**Your instructions:** Between the line containing "of the night" and the line containing "the red baseball" lies a run of lines; give that run again exactly, with both of those lines, and nothing else from the entries below.

━━ Data for analysis ━━

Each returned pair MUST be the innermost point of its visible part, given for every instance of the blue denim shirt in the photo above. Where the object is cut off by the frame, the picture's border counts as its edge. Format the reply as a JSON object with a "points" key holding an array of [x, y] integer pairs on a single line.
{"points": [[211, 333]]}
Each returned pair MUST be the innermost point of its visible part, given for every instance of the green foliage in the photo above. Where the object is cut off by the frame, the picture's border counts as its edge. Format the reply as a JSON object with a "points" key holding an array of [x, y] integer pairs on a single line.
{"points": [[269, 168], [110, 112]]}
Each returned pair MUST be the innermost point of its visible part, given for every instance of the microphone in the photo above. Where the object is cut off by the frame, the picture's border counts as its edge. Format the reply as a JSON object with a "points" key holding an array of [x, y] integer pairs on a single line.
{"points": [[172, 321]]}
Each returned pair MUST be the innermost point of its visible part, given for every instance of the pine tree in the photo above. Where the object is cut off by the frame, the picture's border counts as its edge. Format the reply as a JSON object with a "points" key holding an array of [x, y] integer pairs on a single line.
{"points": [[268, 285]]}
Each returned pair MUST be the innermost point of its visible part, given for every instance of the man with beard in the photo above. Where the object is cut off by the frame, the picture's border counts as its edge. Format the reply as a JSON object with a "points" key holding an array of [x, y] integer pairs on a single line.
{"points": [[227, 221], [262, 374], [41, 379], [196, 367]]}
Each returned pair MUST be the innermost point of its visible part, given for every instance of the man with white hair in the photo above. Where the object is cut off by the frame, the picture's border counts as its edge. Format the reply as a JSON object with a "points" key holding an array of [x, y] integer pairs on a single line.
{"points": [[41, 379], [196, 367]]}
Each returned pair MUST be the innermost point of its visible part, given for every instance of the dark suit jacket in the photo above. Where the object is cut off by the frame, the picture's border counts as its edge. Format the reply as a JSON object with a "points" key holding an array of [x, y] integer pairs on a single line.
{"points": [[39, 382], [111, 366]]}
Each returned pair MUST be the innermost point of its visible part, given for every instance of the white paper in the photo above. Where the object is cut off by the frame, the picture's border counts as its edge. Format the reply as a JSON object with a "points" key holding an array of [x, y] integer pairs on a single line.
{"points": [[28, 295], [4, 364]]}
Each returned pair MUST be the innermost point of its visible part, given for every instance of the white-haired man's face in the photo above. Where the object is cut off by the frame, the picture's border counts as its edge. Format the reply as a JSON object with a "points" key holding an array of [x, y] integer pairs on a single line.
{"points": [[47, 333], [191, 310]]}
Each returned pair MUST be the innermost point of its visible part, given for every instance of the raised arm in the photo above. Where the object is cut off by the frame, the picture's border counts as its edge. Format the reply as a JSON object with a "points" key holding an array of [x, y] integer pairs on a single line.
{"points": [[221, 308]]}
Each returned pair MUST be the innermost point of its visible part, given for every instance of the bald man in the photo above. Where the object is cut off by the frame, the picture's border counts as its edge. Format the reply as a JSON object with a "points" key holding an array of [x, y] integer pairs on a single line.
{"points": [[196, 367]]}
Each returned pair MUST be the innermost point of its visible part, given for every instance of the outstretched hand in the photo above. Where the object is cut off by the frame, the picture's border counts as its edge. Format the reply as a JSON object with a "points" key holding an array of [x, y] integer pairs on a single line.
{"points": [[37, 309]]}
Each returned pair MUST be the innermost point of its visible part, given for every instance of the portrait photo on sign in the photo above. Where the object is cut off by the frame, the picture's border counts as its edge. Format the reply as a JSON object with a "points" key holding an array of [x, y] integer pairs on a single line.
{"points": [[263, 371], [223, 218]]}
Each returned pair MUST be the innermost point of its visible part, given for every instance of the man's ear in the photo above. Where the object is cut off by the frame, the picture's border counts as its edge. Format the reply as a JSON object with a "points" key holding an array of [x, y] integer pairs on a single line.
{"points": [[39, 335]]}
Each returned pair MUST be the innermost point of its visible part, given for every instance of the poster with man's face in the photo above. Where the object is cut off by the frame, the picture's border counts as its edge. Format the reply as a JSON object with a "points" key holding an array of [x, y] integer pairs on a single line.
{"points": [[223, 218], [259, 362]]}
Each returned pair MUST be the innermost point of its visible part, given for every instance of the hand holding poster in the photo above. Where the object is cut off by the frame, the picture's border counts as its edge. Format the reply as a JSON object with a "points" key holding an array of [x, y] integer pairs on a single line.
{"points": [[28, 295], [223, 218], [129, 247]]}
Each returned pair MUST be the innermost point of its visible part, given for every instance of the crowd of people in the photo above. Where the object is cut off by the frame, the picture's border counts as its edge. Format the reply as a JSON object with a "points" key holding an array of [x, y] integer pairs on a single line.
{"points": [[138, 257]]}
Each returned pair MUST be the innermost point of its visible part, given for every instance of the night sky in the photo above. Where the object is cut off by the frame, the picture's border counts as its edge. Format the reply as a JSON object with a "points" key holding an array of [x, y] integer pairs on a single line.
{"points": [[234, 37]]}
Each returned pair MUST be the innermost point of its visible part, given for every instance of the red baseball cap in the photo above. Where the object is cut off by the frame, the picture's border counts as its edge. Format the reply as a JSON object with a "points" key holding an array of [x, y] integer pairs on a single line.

━━━
━━ Data for analysis ━━

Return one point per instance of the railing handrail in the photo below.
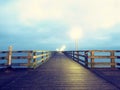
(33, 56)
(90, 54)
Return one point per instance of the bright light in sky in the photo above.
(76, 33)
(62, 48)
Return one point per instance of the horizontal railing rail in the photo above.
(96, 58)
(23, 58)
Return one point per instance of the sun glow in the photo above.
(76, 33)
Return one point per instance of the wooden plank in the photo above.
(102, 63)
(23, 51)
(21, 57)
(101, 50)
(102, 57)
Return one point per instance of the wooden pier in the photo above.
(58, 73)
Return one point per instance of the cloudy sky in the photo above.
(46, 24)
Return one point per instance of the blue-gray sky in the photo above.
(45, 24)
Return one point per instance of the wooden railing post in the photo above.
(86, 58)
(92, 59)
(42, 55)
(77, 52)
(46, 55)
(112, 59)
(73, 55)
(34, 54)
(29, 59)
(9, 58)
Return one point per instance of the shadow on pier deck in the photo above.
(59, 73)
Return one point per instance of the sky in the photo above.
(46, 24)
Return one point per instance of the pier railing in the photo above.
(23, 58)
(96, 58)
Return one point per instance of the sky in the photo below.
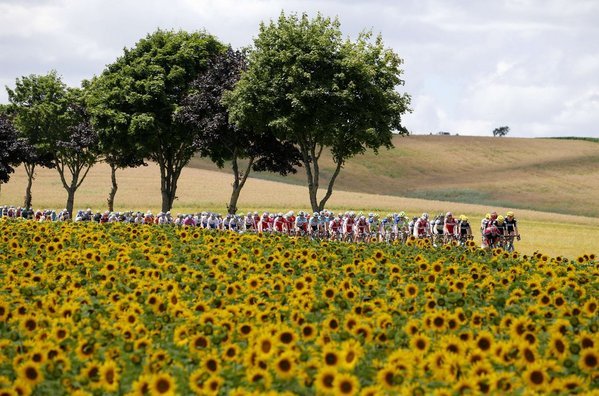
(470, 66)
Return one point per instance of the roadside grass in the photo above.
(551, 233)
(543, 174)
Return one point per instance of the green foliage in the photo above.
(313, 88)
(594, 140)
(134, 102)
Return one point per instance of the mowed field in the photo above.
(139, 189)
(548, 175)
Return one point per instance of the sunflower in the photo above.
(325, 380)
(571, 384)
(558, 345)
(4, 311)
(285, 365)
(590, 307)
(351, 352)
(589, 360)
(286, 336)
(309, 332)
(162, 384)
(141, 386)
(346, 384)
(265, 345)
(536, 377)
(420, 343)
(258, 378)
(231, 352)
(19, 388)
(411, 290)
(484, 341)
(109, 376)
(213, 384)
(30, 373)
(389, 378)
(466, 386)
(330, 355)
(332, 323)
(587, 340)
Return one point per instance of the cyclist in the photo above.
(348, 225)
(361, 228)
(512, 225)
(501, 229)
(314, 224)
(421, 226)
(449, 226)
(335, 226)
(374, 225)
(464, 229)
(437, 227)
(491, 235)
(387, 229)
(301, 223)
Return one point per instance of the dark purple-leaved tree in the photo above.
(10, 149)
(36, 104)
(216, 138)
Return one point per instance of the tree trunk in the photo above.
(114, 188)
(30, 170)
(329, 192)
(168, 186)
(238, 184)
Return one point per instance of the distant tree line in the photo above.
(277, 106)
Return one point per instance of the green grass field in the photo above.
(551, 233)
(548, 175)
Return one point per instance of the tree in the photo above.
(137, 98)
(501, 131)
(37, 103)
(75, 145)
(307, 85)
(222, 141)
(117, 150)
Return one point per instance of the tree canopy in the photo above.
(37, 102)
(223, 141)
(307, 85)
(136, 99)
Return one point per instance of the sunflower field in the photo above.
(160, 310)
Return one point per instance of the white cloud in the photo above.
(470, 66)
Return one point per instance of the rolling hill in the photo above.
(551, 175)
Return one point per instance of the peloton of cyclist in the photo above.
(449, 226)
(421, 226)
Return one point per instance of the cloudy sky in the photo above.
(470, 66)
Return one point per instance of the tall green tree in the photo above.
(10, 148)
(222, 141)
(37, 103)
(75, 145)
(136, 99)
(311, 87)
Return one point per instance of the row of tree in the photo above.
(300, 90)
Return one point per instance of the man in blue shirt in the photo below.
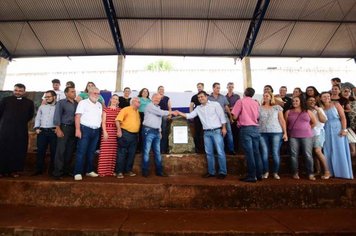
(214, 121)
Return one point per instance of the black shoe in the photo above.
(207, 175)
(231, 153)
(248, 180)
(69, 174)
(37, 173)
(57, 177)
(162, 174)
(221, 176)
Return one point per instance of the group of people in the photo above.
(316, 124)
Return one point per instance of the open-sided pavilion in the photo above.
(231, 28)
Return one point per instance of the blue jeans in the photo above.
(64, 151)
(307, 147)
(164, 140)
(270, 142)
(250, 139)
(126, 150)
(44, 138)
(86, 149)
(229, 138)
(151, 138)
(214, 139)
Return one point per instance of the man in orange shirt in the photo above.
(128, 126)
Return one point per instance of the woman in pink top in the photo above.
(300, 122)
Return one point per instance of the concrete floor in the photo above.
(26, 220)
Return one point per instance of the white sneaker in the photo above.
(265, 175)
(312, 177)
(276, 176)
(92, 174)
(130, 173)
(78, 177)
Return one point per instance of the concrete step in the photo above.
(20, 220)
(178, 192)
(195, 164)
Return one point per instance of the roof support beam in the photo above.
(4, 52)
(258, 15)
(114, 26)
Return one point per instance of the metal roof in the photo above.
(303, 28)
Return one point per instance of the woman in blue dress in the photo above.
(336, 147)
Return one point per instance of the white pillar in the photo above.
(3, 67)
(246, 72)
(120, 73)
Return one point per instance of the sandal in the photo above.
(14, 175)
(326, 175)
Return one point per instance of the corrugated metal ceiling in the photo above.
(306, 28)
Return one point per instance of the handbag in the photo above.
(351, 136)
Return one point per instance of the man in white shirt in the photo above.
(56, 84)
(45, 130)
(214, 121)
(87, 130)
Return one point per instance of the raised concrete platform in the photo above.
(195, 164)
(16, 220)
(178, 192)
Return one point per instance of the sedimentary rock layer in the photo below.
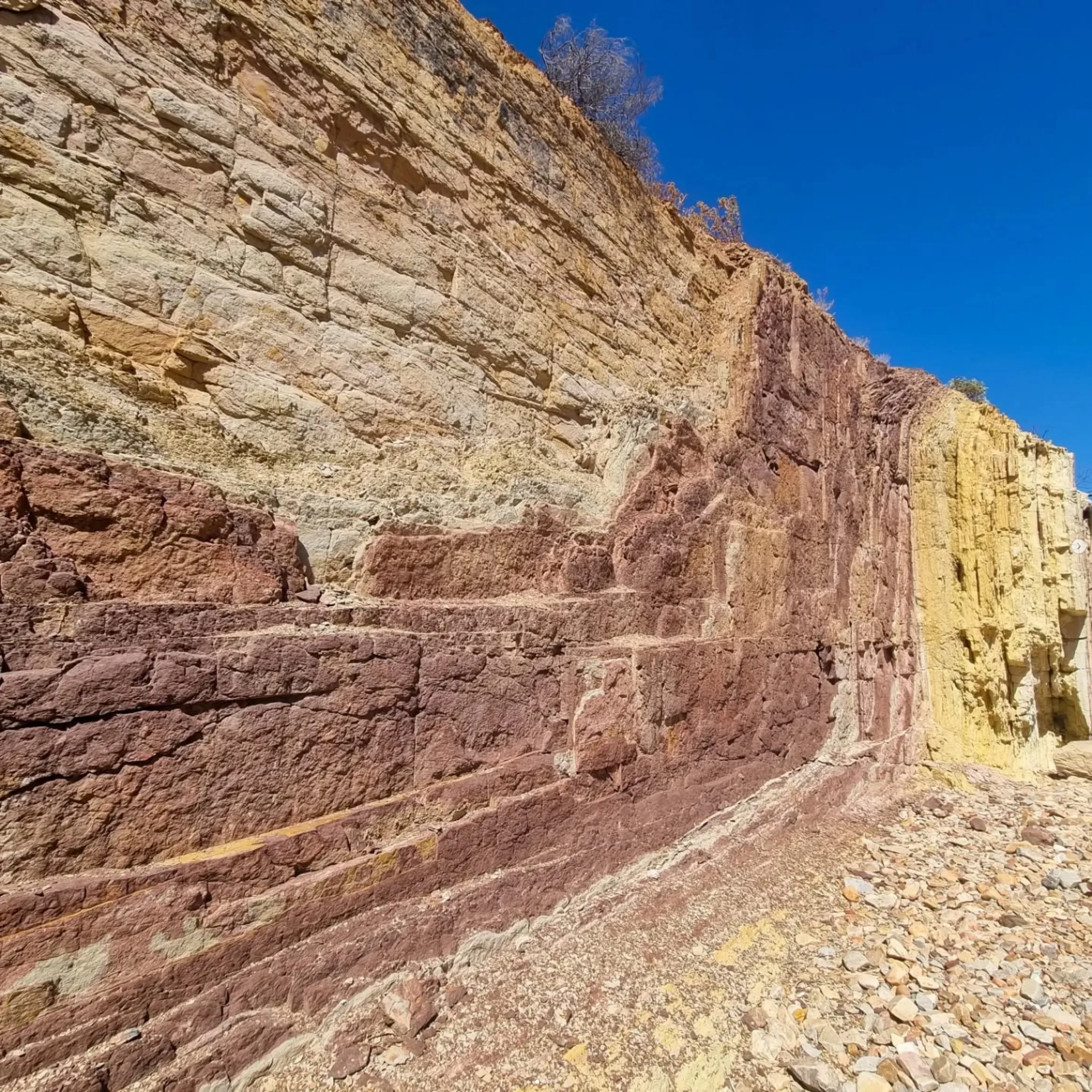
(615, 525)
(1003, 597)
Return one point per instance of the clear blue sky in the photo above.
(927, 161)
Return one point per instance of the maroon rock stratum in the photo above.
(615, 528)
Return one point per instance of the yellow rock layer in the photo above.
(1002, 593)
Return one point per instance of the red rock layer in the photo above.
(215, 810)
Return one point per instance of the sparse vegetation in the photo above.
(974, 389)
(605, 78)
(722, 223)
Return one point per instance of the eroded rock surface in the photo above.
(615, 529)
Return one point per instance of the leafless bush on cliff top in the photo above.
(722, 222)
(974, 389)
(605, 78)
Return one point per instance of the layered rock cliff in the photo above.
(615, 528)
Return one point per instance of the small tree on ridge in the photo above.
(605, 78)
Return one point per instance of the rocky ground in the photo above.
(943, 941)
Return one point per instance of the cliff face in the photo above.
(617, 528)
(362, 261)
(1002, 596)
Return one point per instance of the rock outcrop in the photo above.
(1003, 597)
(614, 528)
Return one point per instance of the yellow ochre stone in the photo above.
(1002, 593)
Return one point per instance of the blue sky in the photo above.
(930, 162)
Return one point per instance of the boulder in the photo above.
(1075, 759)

━━━

**Solution to the exercise:**
Each returned pair MUST be the innermost point of its visible part, given for every instance of the night sky in the photo above. Where the object is cut off by the frame, the picture's border counts as its edge. Format the reply as a JSON object with a "points" key holding an array of [x, y] integer pairs on a single line.
{"points": [[234, 37]]}
Each returned pair MUST be the innermost point of its visible part, given for every instance of the red baseball cap in the photo above. Where the object is cut off by the frame, the picture's border counts as its edge. Format the reply as a JSON object with a "points" key holding an array of [x, y] integer pairs on a single line.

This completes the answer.